RECORDED DATA ::
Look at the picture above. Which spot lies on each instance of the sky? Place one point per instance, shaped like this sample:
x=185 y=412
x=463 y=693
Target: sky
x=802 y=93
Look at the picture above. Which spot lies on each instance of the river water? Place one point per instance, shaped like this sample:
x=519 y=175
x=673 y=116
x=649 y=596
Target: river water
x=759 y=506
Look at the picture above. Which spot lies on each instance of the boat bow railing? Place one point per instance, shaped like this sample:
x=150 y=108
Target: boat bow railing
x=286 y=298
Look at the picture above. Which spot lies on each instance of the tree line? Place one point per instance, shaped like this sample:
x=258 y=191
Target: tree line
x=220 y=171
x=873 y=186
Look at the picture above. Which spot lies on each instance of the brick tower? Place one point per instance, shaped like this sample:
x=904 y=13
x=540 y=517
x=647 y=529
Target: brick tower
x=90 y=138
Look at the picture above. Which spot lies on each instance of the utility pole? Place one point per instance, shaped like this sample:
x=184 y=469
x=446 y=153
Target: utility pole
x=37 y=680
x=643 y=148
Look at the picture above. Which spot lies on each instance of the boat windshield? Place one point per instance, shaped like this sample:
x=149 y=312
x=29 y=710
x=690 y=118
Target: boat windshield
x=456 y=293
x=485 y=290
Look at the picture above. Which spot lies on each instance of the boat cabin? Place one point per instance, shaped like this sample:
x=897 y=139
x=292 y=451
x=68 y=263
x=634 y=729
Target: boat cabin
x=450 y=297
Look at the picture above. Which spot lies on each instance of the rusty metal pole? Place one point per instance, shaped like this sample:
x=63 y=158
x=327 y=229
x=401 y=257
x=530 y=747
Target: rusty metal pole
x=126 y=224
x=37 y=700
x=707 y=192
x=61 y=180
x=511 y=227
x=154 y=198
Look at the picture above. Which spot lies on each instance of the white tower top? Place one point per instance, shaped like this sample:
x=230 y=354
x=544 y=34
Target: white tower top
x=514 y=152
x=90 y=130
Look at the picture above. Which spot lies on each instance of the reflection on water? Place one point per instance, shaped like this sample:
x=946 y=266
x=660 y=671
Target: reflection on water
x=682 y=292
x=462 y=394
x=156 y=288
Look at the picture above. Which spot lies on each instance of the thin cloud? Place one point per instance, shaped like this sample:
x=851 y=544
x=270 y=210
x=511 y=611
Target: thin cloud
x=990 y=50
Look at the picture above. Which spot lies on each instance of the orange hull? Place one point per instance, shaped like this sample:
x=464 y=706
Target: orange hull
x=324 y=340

THE EXERCISE :: Reproduce all of the data above verbatim, keeping every line and character unchanged.

RIGHT ANSWER ::
Look at the picture above. Which spot lies on each instance of the sky? Place one point per instance, shaped like this sample:
x=185 y=412
x=463 y=693
Target: sky
x=802 y=93
Look at the picture above. Which spot lies on each instance of the river water? Place one point per instance, shaped like this sample:
x=519 y=175
x=673 y=116
x=649 y=596
Target: river water
x=759 y=506
Look at the picture above. Which spot lies on each instance of the boat bow railing? Place one point per instance, shaped like this sample:
x=150 y=108
Target: boat bow railing
x=286 y=298
Look at the picture above. Which spot lies on each instance of the tree line? Place one point per instance, shaped like this sample:
x=258 y=191
Target: tree line
x=220 y=171
x=873 y=186
Look at the picture above. Which spot lies on each instance of the brick tower? Place one point per instance, shaped like this sample:
x=904 y=13
x=540 y=517
x=647 y=529
Target: brick tower
x=90 y=138
Look at the picture above. Which spot lies on each instance of the utility pole? Place one point per instance, shaped like this sample:
x=184 y=469
x=446 y=153
Target: utility pole
x=37 y=680
x=643 y=148
Look at the picture above. Which spot lies on each instance of the boat windshield? Place one point per instance, shaped like this sample:
x=149 y=312
x=29 y=710
x=690 y=118
Target: boat windshield
x=456 y=293
x=485 y=290
Look at the picture above. Which spot lies on each instance of the boat cabin? Place one point per instance, shaped like this sample:
x=897 y=139
x=292 y=451
x=68 y=263
x=634 y=729
Target: boat cabin
x=450 y=297
Look at the picture above. Which spot lies on each instance of the rusty metal pole? Place one point per instance, shaped like this sample:
x=63 y=158
x=327 y=229
x=401 y=257
x=530 y=747
Target: rusty metal pole
x=126 y=224
x=37 y=700
x=707 y=192
x=61 y=180
x=511 y=227
x=154 y=198
Look at the picture above. Which spot lies on each instance of the white tower top? Place one point per instance, shaped like this sample:
x=230 y=354
x=544 y=34
Target: white tower top
x=514 y=152
x=90 y=130
Look at the picture above. Which spot lies on each instance of the reflection on water? Place one point per instance, shaped like this sample:
x=946 y=266
x=660 y=671
Target: reflection on water
x=682 y=292
x=462 y=394
x=156 y=288
Look at the picture above. Which spot lies on each instance of the thin cloud? Place one point per instance, shaped like this sample:
x=851 y=544
x=270 y=210
x=511 y=611
Target: thin cloud
x=990 y=50
Look at the picture above. Which spot lies on each instance of the orange hull? Place one point per instance, shaped like this sample:
x=464 y=706
Target: orange hull
x=324 y=340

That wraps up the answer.